§ Task description
Can you turn the listing, starting with its first line and going on through the line with "[[[300,88],[225,88],[217,113],[231,118],[319,118],[310,91]]]", into a JSON list of strings, one string per line with blank lines left out?

§ Records
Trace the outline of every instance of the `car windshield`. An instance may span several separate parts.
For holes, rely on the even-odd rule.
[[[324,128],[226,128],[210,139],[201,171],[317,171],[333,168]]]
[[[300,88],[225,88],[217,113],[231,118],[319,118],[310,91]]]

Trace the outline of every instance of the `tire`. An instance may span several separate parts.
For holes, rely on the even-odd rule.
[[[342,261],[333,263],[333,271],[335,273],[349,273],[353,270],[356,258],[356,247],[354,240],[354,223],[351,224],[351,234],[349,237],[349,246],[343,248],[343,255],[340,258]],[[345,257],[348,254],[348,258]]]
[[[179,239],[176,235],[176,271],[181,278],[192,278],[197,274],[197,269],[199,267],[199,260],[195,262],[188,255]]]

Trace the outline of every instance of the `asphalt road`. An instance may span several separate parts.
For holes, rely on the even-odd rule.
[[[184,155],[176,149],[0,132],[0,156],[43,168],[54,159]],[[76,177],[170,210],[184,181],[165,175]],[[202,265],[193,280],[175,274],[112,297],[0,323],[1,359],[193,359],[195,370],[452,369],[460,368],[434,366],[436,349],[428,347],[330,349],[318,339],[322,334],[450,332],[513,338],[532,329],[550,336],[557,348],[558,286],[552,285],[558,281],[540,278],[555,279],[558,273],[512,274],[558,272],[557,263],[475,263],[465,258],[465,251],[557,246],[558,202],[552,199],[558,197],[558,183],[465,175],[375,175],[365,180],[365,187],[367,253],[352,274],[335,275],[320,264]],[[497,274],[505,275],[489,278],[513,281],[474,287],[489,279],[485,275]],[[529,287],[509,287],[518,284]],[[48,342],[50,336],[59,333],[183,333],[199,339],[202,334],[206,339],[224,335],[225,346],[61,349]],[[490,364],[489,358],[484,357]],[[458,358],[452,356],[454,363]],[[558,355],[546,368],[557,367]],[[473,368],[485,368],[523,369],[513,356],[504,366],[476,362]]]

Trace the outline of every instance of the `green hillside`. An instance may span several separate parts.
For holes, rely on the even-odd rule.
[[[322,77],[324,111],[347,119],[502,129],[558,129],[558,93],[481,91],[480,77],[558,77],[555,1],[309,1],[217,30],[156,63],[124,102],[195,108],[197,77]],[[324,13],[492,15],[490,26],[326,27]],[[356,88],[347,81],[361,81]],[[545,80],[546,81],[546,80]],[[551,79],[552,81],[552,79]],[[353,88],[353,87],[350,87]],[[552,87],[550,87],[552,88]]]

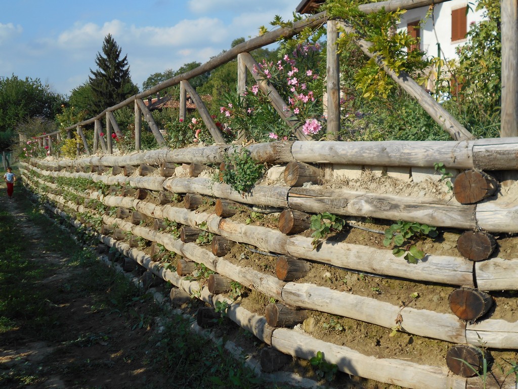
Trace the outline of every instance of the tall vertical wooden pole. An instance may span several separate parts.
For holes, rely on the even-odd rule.
[[[518,136],[518,2],[501,0],[502,112],[500,136]]]
[[[178,119],[182,121],[185,120],[185,114],[187,111],[187,91],[185,90],[185,84],[184,81],[180,81],[180,106]]]
[[[140,149],[140,135],[142,134],[142,113],[138,107],[138,103],[135,101],[135,149]]]
[[[247,90],[247,65],[243,61],[242,54],[237,54],[237,94],[244,96]],[[239,129],[237,140],[242,141],[246,134],[243,129]]]
[[[106,113],[106,143],[108,148],[108,154],[112,154],[113,153],[113,147],[111,142],[111,121],[110,120],[110,117]]]
[[[327,21],[327,138],[335,140],[340,131],[340,63],[337,52],[338,22]]]

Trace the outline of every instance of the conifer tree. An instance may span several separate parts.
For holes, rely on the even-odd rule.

§ Answer
[
  "Trace the outline of every instance of the `car windshield`. An instance may span several separate parts.",
  "For holes, rely on the even-odd rule.",
  "[[[324,128],[226,128],[210,139],[201,171],[317,171],[333,168]]]",
  "[[[300,88],[225,88],[217,113],[231,118],[319,118],[310,91]]]"
]